What you will do: From the article on the White House hunger conference below, list each person who is directly quoted, along with the organization that person works for.

Start of Exercise text

Ky. anti-hunger advocates hope to see ambitious plans at White House hunger conference

Anti-hunger advocates in Kentucky are hoping to hear ambitious policies, ideas and plans to tackle food insecurity in a conference this week on hunger hosted by the Biden administration.

The White House Conference on Hunger, Nutrition and Health on Wednesday aims to end hunger and increase physical activity and healthy eating by 2030, among other goals that include improving nutrition and researching food security.

It’s been more than 50 years since the first White House conference on hunger — held in 1969 by Richard Nixon’s presidential administration — led to several landmark policy changes including Congress permanently implementing a school breakfast program and creating a food assistance program for women, children and infants that’s known today as WIC.

The Community Farm Alliance, a nonprofit aiming to bolster local food systems in Kentucky, helped organize one of the listening sessions held across the country ahead of the conference. CFA Executive Director Martin Richards served on a nationwide task force in planning for the conference that created a comprehensive report of recommendations to tackle food insecurity, poor nutrition and more. He hopes the conference will help rethink where food comes from.

“A number of these [nationwide] diet and nutrition related health issues are a direct result of access to large quantities of cheap, cheap calories that are highly refined,” Richards said. “Hunger and poor nutrition are a symptom of a system that is not working well.”

Richards said a lot of the feedback he offered to the task force focused on the needs of rural communities and their differences from urban areas, especially regarding food security.

Cassidy Wheeler, advocacy coordinator for the food bank network Feeding Kentucky, said she hopes the conference will provide an opportunity for those directly impacted by hunger to be heard, not just experts and leaders of various organizations.

“There's no eliminating hunger and the health issues caused by it without talking to folks who are hungry,” Wheeler said. “I think that's a super valuable perspective, both for people like me to hear and also the legislators and people who are influencing policy.”

Wheeler said to meet the ambitious goal of eliminating hunger across the country by 2030, many policy changes would need to take place including getting governments “to stop cutting benefits” and “pour funds into our safety net.”

She said boosting that safety net means strengthening access to low-income food assistance programs such as the Supplemental Nutrition Assistance Program, or SNAP.

Feeding America, a national nonprofit representing over 200 food banks across the country, is recommending the White House remove eligibility barriers that prevent some low-income people from receiving SNAP benefits.

The U.S. Census Bureau has conducted semi-frequent surveys on food insecurity throughout the pandemic. The latest survey in Kentucky found, as of early August, nearly 300,000 people said they either “sometimes” or “often” had not enough to eat.

Tyler Offerman, a food justice fellow with the nonprofit law advocacy group Kentucky Equal Justice Center, said the conference is a prime opportunity to consider extending some of the extra funding and flexibilities offered for food assistance programs like SNAP that were implemented due to the economic burdens of the COVID-19 pandemic.

“A lot of these programs are ending right when inflation and hardship are exponentially increasing for people’s lives,” Offerman said.

The Biden administration is proposing several policies ahead of the conference that would require legislation to be implemented, including expanding school meals to all students and making it easier for students to receive meals over the summer.

End of Exercise text
Start of Exercise data

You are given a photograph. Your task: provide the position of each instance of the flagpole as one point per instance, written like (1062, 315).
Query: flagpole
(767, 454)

End of Exercise data

Result of the task:
- Martin Richards, Community Farm Alliance (executive director)
- Cassidy Wheeler, Feeding Kentucky (advocacy coordinator)
- Tyler Offerman, Kentucky Equal Justice Center (food justice fellow)